→ **Excerpted passage**:
--
May 6, 2020
COVID-19 has triggered a seismic shift in how China’s consumers are prioritising their spending decisions and lifestyle choices. At CatchOn's "Catch the Experts" webinar held on 24 April 2020, our panel of brand and marketing experts weighed in on how the pandemic has changed Chinese consumers' views on health and wellbeing, and the opportunities and challenges that lay ahead.
The panel included Amrita Banta, Managing Director of Agility Research; James Chau, Host, China Current Goodwill Ambassador of WHO; Brad Burgess, Global Corporate Affairs of JD.com; and Coco Wang, Director of Marketing & Communications at Lane Crawford (China).
Self-care and wellness were already growing trends, but they were largely viewed as luxury. The pandemic made it a matter of life and death.
When the outbreak started, telemedicine through JD Health quickly became the way for consumers across China to address concerns. The e-commerce platform opened psychological channels for emotional support, which they then rolled out to the rest of the world. “Chinese people by nature are pragmatic and are extremely flexible in adapting new ways of living and technology,” says Burgess. He sees three aspects of health that have changed: mental, physical, and creative.
An internal JD.com research using big data showed that over 70% of Chinese people struggle with insomnia with over 50% of respondents born after 1990. Burgess pointed to this insight as an opportunity for brands seeking to have purpose by addressing the bigger needs of their consumers. Shopping data also pointed to greater interest in physical, creative well-being and hobbyism with a spike in sales in baking tools (332% increase), multi-purpose knives, woks, and pots. Sales of yoga mats on JD.com’s first-party stores also increased by nearly 142% year-on-year, on par with the boom in live streaming fitness programs.
Banta has also seen this trend across the affluent set. Agility Research has been conducting one-on-one interviews with high net worth individuals and there has been an increase in sentiment surrounding health and wellbeing as well as philanthropy. Banta cites not only physical health but also spiritual health as something on the rise. “We saw an increase in attention to donations and while views towards economic conditions didn’t change, our interviewees’ interest in philanthropy accelerated as the impact of the virus got deeper.”
--
→ **Dataset extract**:
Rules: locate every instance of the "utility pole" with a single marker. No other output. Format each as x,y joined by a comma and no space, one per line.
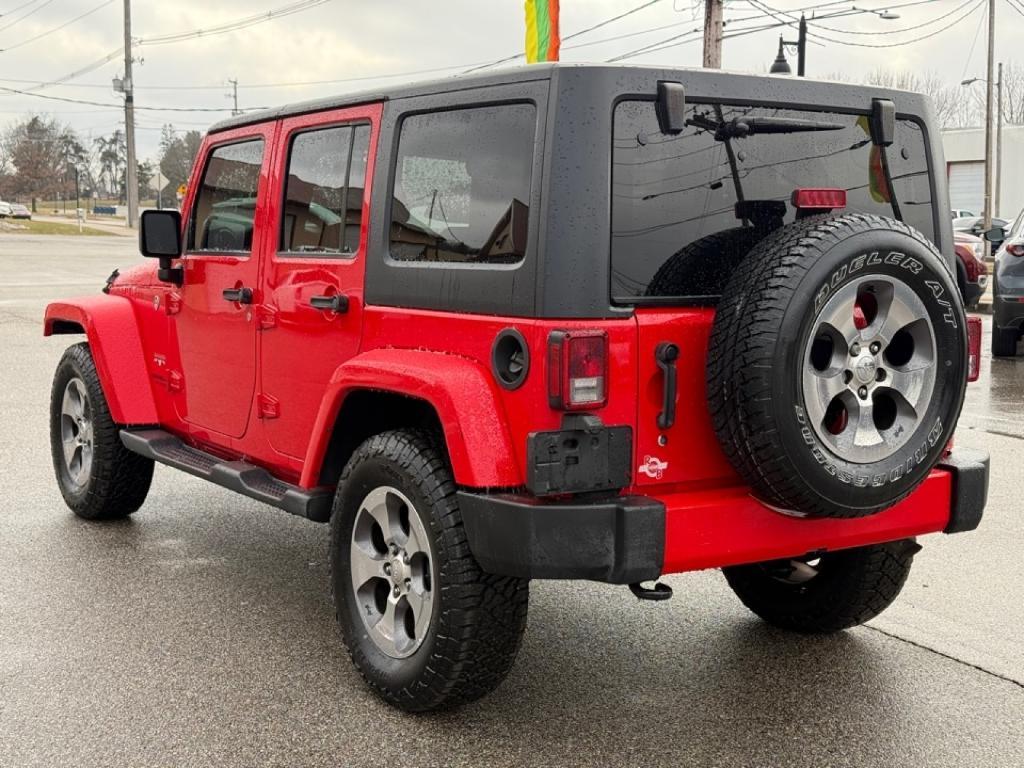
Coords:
131,180
713,34
235,95
802,47
998,140
989,83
--
→ **What this exercise asks**:
1. For the article on Chinese consumers during COVID-19, say whether each statement agrees with it, giving yes or no and quoting the words that decide it: (a) The "Catch the Experts" webinar took place on 24 April 2020. (b) Yoga mat sales on JD.com's first-party stores rose by 332%. (c) The views of Agility Research's interviewees toward economic conditions changed.
2. From the article on Chinese consumers during COVID-19, return the passage starting with "May 6, 2020" and going on through "life and death.".
The records were taken from a different source than the article.

→ **Outputs for the tasks**:
1.
(a) Yes: "held on 24 April 2020"
(b) No: "a spike in sales in baking tools (332% increase)" and "Sales of yoga mats on JD.com’s first-party stores also increased by nearly 142% year-on-year"
(c) No: "while views towards economic conditions didn’t change"

2.
May 6, 2020
COVID-19 has triggered a seismic shift in how China’s consumers are prioritising their spending decisions and lifestyle choices. At CatchOn's "Catch the Experts" webinar held on 24 April 2020, our panel of brand and marketing experts weighed in on how the pandemic has changed Chinese consumers' views on health and wellbeing, and the opportunities and challenges that lay ahead.
The panel included Amrita Banta, Managing Director of Agility Research; James Chau, Host, China Current Goodwill Ambassador of WHO; Brad Burgess, Global Corporate Affairs of JD.com; and Coco Wang, Director of Marketing & Communications at Lane Crawford (China).
Self-care and wellness were already growing trends, but they were largely viewed as luxury. The pandemic made it a matter of life and death.